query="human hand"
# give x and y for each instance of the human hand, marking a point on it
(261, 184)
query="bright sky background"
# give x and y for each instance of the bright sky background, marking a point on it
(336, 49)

• Task description
Write the listing out again, exactly as it reads.

• Exercise response
query="human hand"
# give x and y for each instance of the human hand, marking a point on it
(261, 184)
query="bright sky background"
# give x and y for each instance of the bright sky background, marking a point on it
(336, 49)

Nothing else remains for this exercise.